* Do this *
Extract every line of the material below and reproduce each one verbatim, with nothing changed.

[Entries from a pointing dataset]
--

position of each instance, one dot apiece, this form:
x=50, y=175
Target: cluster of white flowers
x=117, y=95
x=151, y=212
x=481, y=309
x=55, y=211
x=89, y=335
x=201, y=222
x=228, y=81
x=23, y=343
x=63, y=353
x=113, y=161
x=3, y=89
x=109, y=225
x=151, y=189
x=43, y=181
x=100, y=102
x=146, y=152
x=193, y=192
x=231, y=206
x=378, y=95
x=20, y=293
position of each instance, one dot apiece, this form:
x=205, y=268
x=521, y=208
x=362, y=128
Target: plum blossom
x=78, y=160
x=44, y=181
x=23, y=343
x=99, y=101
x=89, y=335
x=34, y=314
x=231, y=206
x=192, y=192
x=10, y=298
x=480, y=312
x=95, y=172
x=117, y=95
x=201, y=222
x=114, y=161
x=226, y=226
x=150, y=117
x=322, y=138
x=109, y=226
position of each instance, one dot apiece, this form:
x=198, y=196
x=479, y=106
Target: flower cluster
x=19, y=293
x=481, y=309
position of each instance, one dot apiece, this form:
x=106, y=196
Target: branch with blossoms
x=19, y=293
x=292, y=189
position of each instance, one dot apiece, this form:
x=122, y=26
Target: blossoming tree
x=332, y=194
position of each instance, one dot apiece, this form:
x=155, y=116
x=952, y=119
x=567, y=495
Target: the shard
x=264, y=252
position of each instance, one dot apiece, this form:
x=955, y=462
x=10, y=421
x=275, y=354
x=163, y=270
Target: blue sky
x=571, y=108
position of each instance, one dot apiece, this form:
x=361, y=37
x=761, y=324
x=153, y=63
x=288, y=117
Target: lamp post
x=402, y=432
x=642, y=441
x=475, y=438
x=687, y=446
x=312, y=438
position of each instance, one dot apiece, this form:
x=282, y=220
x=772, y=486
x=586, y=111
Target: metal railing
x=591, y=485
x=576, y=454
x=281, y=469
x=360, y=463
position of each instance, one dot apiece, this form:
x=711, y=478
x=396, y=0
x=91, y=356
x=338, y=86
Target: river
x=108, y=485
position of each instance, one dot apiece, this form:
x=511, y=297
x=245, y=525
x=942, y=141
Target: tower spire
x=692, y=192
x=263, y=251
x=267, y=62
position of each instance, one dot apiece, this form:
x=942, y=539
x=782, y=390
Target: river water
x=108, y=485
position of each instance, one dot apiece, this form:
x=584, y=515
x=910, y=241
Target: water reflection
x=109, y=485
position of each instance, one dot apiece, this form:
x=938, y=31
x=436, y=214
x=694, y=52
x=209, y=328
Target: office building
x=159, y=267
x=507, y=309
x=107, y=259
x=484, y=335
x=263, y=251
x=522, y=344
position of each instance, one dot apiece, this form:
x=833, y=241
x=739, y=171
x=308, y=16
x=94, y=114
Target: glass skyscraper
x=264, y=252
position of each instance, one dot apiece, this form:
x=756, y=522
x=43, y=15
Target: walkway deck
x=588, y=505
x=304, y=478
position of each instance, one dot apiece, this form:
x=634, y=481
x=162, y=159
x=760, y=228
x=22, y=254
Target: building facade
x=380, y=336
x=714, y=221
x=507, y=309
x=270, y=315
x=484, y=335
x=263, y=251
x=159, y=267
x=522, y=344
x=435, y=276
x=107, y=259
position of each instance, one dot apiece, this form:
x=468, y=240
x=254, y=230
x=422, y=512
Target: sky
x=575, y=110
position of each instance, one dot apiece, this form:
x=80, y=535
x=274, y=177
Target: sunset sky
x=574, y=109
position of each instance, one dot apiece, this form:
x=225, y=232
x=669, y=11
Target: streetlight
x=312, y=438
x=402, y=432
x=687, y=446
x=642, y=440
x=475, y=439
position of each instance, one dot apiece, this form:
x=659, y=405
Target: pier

--

* Written response *
position of each instance, one dot apiece, this form:
x=50, y=175
Target: cluster of white flowers
x=117, y=95
x=151, y=212
x=481, y=309
x=55, y=211
x=89, y=335
x=201, y=222
x=228, y=81
x=23, y=343
x=63, y=353
x=113, y=161
x=3, y=89
x=109, y=225
x=151, y=189
x=43, y=181
x=100, y=102
x=146, y=152
x=193, y=192
x=231, y=206
x=378, y=95
x=20, y=293
position of each instance, one dot apiece, this form:
x=205, y=268
x=521, y=208
x=362, y=128
Target: plum blossom
x=78, y=160
x=44, y=181
x=23, y=343
x=99, y=101
x=89, y=335
x=34, y=314
x=231, y=206
x=192, y=192
x=10, y=298
x=480, y=312
x=95, y=172
x=117, y=95
x=201, y=222
x=114, y=161
x=226, y=226
x=150, y=117
x=322, y=138
x=109, y=226
position of each instance, one dot apiece, this form:
x=198, y=196
x=479, y=106
Target: flower cluster
x=19, y=293
x=481, y=309
position of each instance, one dot apiece, this form:
x=106, y=196
Target: branch with blossoms
x=19, y=293
x=292, y=189
position of each instance, one dot apiece, this form:
x=122, y=26
Target: blossoming tree
x=332, y=194
position of each instance, one dot apiece, this form:
x=155, y=116
x=952, y=119
x=567, y=495
Target: the shard
x=264, y=252
position of each instance, one dot apiece, this form:
x=955, y=462
x=10, y=421
x=275, y=354
x=163, y=270
Target: blue sky
x=571, y=108
position of each instance, one dot apiece, this form:
x=361, y=37
x=761, y=324
x=153, y=63
x=288, y=117
Target: lamp post
x=402, y=432
x=642, y=441
x=475, y=438
x=687, y=446
x=312, y=438
position of each instance, one dot apiece, this form:
x=282, y=220
x=772, y=486
x=586, y=111
Target: metal railing
x=591, y=485
x=576, y=454
x=281, y=469
x=360, y=463
position of each instance, one dot apiece, this form:
x=711, y=478
x=396, y=0
x=91, y=356
x=338, y=86
Target: river
x=108, y=485
position of each instance, one dot apiece, this form:
x=511, y=297
x=245, y=525
x=942, y=141
Target: tower spire
x=692, y=192
x=263, y=251
x=267, y=62
position of each instance, one dot apiece, this form:
x=942, y=539
x=782, y=390
Target: river water
x=108, y=485
position of each instance, one dot apiece, this form:
x=584, y=515
x=910, y=241
Target: water reflection
x=109, y=485
position of each instance, one dot apiece, this form:
x=938, y=31
x=436, y=214
x=694, y=52
x=209, y=328
Target: office building
x=159, y=267
x=507, y=309
x=107, y=259
x=484, y=335
x=263, y=251
x=522, y=344
position of each instance, one dot apiece, this form:
x=833, y=241
x=739, y=171
x=308, y=16
x=94, y=114
Target: glass skyscraper
x=264, y=252
position of each instance, one dot apiece, this form:
x=756, y=522
x=43, y=15
Target: walkway deck
x=588, y=505
x=304, y=478
position of each instance, one dot apiece, this form:
x=634, y=481
x=162, y=159
x=760, y=228
x=22, y=254
Target: building facade
x=380, y=336
x=714, y=221
x=507, y=309
x=270, y=315
x=484, y=335
x=263, y=251
x=159, y=267
x=522, y=344
x=435, y=276
x=107, y=259
position of each instance, one dot apiece, this form:
x=468, y=240
x=254, y=230
x=422, y=512
Target: sky
x=575, y=110
position of each instance, one dot apiece, this form:
x=80, y=535
x=274, y=177
Target: sunset sky
x=574, y=109
position of each instance, one dot apiece, this form:
x=225, y=232
x=669, y=11
Target: streetlight
x=312, y=438
x=402, y=432
x=687, y=446
x=642, y=440
x=475, y=439
position of each instance, one dot apiece, this form:
x=659, y=405
Target: pier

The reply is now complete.